* **What you will do**
The complete set of records should be given again verbatim.

* **Data shown**
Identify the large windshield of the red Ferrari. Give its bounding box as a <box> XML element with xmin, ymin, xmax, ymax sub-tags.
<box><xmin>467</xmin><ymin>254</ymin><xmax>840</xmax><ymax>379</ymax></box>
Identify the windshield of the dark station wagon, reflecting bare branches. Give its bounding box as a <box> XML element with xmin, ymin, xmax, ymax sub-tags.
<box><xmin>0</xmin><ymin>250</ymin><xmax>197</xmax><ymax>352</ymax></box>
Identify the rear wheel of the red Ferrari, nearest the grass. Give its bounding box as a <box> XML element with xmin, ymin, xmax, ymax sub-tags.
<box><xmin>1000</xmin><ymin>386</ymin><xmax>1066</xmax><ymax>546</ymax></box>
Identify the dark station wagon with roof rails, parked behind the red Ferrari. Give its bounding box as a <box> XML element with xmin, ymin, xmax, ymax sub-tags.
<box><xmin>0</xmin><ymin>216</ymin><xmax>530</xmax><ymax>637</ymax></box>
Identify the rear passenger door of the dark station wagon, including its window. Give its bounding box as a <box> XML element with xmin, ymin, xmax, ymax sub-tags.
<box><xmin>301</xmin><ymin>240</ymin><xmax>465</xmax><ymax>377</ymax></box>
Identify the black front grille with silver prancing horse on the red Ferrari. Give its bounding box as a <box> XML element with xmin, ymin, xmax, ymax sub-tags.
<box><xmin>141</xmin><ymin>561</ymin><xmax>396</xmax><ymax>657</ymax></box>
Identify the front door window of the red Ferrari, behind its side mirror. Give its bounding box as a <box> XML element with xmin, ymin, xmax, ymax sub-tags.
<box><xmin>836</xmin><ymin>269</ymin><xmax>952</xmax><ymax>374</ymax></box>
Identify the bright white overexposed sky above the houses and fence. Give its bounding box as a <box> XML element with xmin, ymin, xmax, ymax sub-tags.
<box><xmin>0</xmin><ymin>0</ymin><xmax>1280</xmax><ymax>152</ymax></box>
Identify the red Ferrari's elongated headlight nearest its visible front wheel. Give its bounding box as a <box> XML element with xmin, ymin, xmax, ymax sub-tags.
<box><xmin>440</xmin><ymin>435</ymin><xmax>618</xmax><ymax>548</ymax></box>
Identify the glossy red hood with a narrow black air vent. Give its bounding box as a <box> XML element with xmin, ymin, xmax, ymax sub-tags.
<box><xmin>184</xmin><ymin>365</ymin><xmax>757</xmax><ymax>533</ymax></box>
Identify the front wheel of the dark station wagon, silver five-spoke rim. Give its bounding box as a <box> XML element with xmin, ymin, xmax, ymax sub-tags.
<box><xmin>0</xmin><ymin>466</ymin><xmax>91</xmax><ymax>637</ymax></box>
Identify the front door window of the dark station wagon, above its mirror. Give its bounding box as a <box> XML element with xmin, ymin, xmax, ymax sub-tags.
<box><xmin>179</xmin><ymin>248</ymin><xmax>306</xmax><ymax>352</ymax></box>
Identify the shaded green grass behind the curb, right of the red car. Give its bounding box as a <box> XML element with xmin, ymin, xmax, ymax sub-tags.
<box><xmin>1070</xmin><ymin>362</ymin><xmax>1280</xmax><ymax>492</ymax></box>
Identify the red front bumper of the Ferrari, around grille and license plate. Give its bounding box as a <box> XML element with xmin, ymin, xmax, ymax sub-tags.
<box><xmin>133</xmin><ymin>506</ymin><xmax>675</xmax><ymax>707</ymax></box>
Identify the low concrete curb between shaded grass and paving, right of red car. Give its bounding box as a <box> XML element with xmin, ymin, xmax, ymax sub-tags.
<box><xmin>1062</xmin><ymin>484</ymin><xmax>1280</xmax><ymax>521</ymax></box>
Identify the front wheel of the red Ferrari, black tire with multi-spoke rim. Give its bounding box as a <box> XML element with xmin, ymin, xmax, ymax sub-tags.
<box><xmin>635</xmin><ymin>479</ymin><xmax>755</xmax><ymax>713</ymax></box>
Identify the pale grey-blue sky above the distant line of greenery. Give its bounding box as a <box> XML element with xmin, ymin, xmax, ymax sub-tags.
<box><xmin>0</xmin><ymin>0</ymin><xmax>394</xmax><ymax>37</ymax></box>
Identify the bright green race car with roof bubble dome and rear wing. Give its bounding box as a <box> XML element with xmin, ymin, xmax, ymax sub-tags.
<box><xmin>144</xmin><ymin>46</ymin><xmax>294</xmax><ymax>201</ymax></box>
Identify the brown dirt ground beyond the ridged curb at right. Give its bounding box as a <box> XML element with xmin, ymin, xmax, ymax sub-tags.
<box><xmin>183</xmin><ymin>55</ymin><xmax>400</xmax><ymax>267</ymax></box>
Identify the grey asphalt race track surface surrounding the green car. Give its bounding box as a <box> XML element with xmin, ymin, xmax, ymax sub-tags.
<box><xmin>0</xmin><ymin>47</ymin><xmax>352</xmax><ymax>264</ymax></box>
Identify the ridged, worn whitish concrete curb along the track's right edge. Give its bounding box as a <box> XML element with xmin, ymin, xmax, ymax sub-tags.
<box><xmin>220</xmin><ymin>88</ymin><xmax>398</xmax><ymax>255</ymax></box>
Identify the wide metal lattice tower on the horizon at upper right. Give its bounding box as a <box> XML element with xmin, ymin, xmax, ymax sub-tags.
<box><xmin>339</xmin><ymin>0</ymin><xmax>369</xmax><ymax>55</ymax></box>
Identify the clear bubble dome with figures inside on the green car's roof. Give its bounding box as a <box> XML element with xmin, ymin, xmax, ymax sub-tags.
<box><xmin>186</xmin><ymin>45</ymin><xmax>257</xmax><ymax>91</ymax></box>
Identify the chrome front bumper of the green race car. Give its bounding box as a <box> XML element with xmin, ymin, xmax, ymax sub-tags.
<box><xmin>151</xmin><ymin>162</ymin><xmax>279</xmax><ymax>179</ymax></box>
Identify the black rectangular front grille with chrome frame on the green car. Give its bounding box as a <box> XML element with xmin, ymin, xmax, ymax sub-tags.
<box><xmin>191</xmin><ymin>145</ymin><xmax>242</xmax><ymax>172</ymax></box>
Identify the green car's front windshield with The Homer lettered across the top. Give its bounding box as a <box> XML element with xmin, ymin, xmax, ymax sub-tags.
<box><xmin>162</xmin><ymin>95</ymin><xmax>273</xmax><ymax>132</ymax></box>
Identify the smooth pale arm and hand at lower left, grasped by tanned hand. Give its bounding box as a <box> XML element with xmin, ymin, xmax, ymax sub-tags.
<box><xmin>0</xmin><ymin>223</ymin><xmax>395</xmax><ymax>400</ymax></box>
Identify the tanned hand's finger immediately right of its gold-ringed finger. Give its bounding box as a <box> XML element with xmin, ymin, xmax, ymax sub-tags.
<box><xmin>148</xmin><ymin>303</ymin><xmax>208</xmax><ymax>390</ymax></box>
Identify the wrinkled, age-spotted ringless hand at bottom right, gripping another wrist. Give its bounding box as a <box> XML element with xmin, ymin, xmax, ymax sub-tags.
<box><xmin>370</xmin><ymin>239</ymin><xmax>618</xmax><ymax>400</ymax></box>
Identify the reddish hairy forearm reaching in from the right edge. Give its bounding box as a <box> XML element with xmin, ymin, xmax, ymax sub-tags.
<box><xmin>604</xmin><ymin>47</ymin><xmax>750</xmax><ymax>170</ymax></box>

* **Written solution**
Identify the large windshield of the red Ferrari. Give its bounding box as a <box> XML element with xmin, ymin, xmax, ymax sub-tags.
<box><xmin>467</xmin><ymin>254</ymin><xmax>840</xmax><ymax>379</ymax></box>
Identify the windshield of the dark station wagon, reflecting bare branches. Give its bounding box as a <box> XML element with xmin, ymin, xmax, ymax sub-tags.
<box><xmin>0</xmin><ymin>250</ymin><xmax>197</xmax><ymax>352</ymax></box>
Identify the rear wheel of the red Ferrari, nearest the grass. Give its bounding box as a <box> XML element with xmin, ymin, xmax, ymax sub-tags.
<box><xmin>1000</xmin><ymin>386</ymin><xmax>1066</xmax><ymax>546</ymax></box>
Identify the dark station wagon with roof rails, parked behind the red Ferrari. Give its bounding box as a <box> XML element with xmin, ymin, xmax, ymax sub-tags.
<box><xmin>0</xmin><ymin>216</ymin><xmax>530</xmax><ymax>637</ymax></box>
Identify the rear passenger door of the dark station wagon, including its window. Give its bounding box as a <box> XML element with xmin, ymin, xmax, ymax sub-tags.
<box><xmin>301</xmin><ymin>240</ymin><xmax>465</xmax><ymax>377</ymax></box>
Identify the black front grille with silver prancing horse on the red Ferrari. Give its bounding box as a <box> XML element with xmin, ymin, xmax, ymax sub-tags.
<box><xmin>141</xmin><ymin>561</ymin><xmax>396</xmax><ymax>657</ymax></box>
Identify the front door window of the red Ferrari, behind its side mirror. Give its bounding box as a <box> XML element with xmin, ymin, xmax, ymax sub-tags.
<box><xmin>836</xmin><ymin>269</ymin><xmax>952</xmax><ymax>374</ymax></box>
Identify the bright white overexposed sky above the houses and fence. Give its bounding box as a <box> XML element with xmin, ymin, xmax, ymax sub-tags.
<box><xmin>0</xmin><ymin>0</ymin><xmax>1280</xmax><ymax>152</ymax></box>
Identify the red Ferrari's elongated headlight nearest its visible front wheel. Give its bounding box as a <box> XML element with xmin, ymin, xmax, ymax sub-tags.
<box><xmin>440</xmin><ymin>435</ymin><xmax>618</xmax><ymax>548</ymax></box>
Identify the glossy red hood with a narrow black air vent. Give its bounding box as a <box> XML element with xmin, ymin, xmax, ymax sub-tags.
<box><xmin>184</xmin><ymin>365</ymin><xmax>757</xmax><ymax>533</ymax></box>
Identify the front wheel of the dark station wagon, silver five-spoke rim. Give its bounding box as a <box> XML element with xmin, ymin, xmax, ymax sub-tags.
<box><xmin>0</xmin><ymin>466</ymin><xmax>91</xmax><ymax>637</ymax></box>
Identify the front door window of the dark station wagon, above its mirror. Give its bounding box as a <box> XML element with xmin, ymin, xmax, ymax sub-tags.
<box><xmin>179</xmin><ymin>248</ymin><xmax>306</xmax><ymax>352</ymax></box>
Identify the shaded green grass behind the curb, right of the red car. Give its bounding box as a <box> XML element with xmin, ymin, xmax, ymax sub-tags.
<box><xmin>1070</xmin><ymin>362</ymin><xmax>1280</xmax><ymax>492</ymax></box>
Identify the red front bumper of the Ferrari, around grille and license plate. Give its bounding box as a <box> XML element with xmin, ymin, xmax, ymax sub-tags.
<box><xmin>133</xmin><ymin>506</ymin><xmax>675</xmax><ymax>707</ymax></box>
Identify the low concrete curb between shaded grass and paving, right of red car. Give its bounding box as a <box> XML element with xmin, ymin, xmax, ymax sub-tags.
<box><xmin>1062</xmin><ymin>484</ymin><xmax>1280</xmax><ymax>521</ymax></box>
Identify the front wheel of the red Ferrari, black tire with multi-spoke rim. Give its bounding box as a <box> XML element with xmin, ymin, xmax, ymax sub-tags.
<box><xmin>635</xmin><ymin>479</ymin><xmax>755</xmax><ymax>713</ymax></box>
Identify the pale grey-blue sky above the distant line of greenery. Give its bounding box as a <box> XML element with xmin, ymin, xmax, ymax sub-tags.
<box><xmin>0</xmin><ymin>0</ymin><xmax>394</xmax><ymax>37</ymax></box>
Identify the bright green race car with roof bubble dome and rear wing. Give its bounding box as a <box> XML element with xmin, ymin, xmax, ymax sub-tags.
<box><xmin>144</xmin><ymin>46</ymin><xmax>294</xmax><ymax>201</ymax></box>
Identify the brown dirt ground beyond the ridged curb at right. Give its bounding box as a <box> XML element with xmin, ymin, xmax, ymax sub-tags.
<box><xmin>183</xmin><ymin>55</ymin><xmax>400</xmax><ymax>267</ymax></box>
Identify the grey asphalt race track surface surrounding the green car. Give its bounding box as a <box> XML element with xmin, ymin, xmax, ymax sub-tags.
<box><xmin>0</xmin><ymin>47</ymin><xmax>352</xmax><ymax>264</ymax></box>
Identify the ridged, worn whitish concrete curb along the track's right edge. Give its bounding box as a <box> XML element with xmin, ymin, xmax, ymax sub-tags.
<box><xmin>220</xmin><ymin>88</ymin><xmax>398</xmax><ymax>255</ymax></box>
Identify the wide metal lattice tower on the horizon at upper right. Give its bounding box as a <box> XML element with xmin, ymin, xmax, ymax sub-tags.
<box><xmin>339</xmin><ymin>0</ymin><xmax>369</xmax><ymax>55</ymax></box>
Identify the clear bubble dome with figures inside on the green car's roof. Give its bounding box as a <box> XML element with xmin, ymin, xmax, ymax sub-tags.
<box><xmin>186</xmin><ymin>45</ymin><xmax>257</xmax><ymax>91</ymax></box>
Identify the chrome front bumper of the green race car. Give its bounding box as a <box> XML element with xmin, ymin, xmax, ymax sub-tags.
<box><xmin>151</xmin><ymin>162</ymin><xmax>279</xmax><ymax>179</ymax></box>
Identify the black rectangular front grille with chrome frame on the green car. Give its bounding box as a <box> XML element with xmin, ymin, xmax, ymax sub-tags.
<box><xmin>191</xmin><ymin>145</ymin><xmax>242</xmax><ymax>172</ymax></box>
Identify the green car's front windshield with The Homer lettered across the top. Give its bounding box as a <box> XML element with xmin, ymin, xmax, ymax sub-tags.
<box><xmin>162</xmin><ymin>95</ymin><xmax>273</xmax><ymax>132</ymax></box>
Identify the smooth pale arm and hand at lower left, grasped by tanned hand. Give its bounding box as a <box> XML element with xmin, ymin, xmax, ymax sub-tags.
<box><xmin>0</xmin><ymin>223</ymin><xmax>395</xmax><ymax>400</ymax></box>
Identify the tanned hand's finger immediately right of its gold-ringed finger. Give its bounding box as a <box> XML element with xmin, ymin, xmax, ymax sub-tags.
<box><xmin>148</xmin><ymin>303</ymin><xmax>208</xmax><ymax>390</ymax></box>
Identify the wrinkled, age-spotted ringless hand at bottom right, gripping another wrist. Give its bounding box as a <box> XML element with xmin, ymin, xmax, ymax sub-tags.
<box><xmin>370</xmin><ymin>239</ymin><xmax>618</xmax><ymax>400</ymax></box>
Identify the reddish hairy forearm reaching in from the right edge. Give its bounding box as a <box> XML element with xmin, ymin, xmax, ymax sub-tags.
<box><xmin>604</xmin><ymin>47</ymin><xmax>750</xmax><ymax>170</ymax></box>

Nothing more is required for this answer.